• **SOAL**:
Tulis ulang artikel tentang Arawinda Kirana di bawah ini, semuanya dari "Semenjak berita tersebut" sampai "sebagai ambassador mereka.". Ganti "netizen" dengan "warganet".

• **ARTIKEL**:
• • • •
Kanal24, Malang – Siapa yang pernah menonton film layar lebar Yuni? Ya, tahun 2021 merupakan masa kejayaan dari Arawinda Kirana, sebagai pemeran utama Yuni yang telah sukses mengantongi 7 penghargaan di bidang film selama 5 tahun berkarir.
Aktris Indonesia yang satu ini juga digandrungi sebagai Kartini Modern Masa Kini atas keaktifannya menjadi aktivis dalam melestarikan budaya berkain dan menyuarakan isu perempuan-perempuan di Indonesia agar mendapatkan kesetaraan gender. Dengan citra positif yang dimilikinya, tak sedikit brand yang telah menjadikannya sebagai ambassador dan sutradara yang mengikutsertakan Arawinda ke dalam project film layar lebar lainnya.
Sayangnya, beberapa waktu lalu, tepatnya pada tahun 2022, Arawinda mengalami masa sulit dalam karirnya dimana ia terjerat skandal yang tidak terduga. Ia dituding terlibat hubungan asmara dengan suami orang, yang mana sangat bertolak belakang dengan citra dan isu yang telah dia angkat.
Semenjak berita tersebut keluar, secara sekejap Arawinda menjadi objek dari ‘cancel culture’ para netizen. Beberapa brands juga memberhentikan keaktifannya sebagai ambassador mereka.
Apa itu cancel culture?
Cancel culture merupakan fenomena di mana seorang individu yang sudah melanggar suatu norma akan dikucilkan di media sosial dan tempat lain oleh anggota masyarakat. Biasanya, cancel culture diberikan kepada publik figur yang terlibat skandal karena dianggap tak lagi sejalan dengan keinginan manusia. Cancel culture bisa disebut sebagai evolusi dari istilah boikot yang telah dikenal sejak lama oleh masyarakat. Saat ini, cancel culture marak dilakukan melalui media sosial, khususnya twitter atau sebuah petisi.
Sosok Arawinda Kirana (@arawindak/Instagram)
• • • •
• **DATA**:
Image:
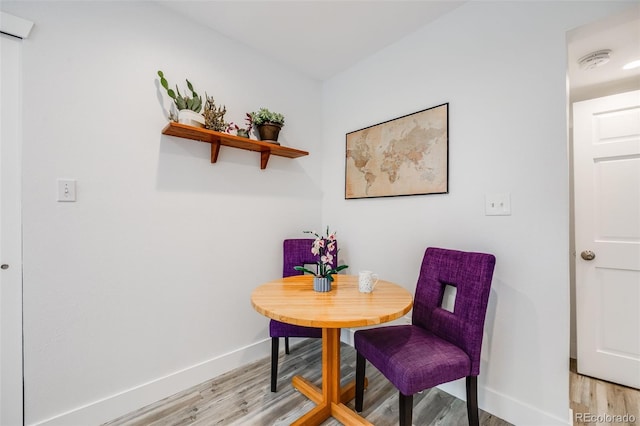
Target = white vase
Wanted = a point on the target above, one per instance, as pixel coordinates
(190, 118)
• • • •
• **HASIL PENGERJAAN**:
Semenjak berita tersebut keluar, secara sekejap Arawinda menjadi objek dari ‘cancel culture’ para warganet. Beberapa brands juga memberhentikan keaktifannya sebagai ambassador mereka.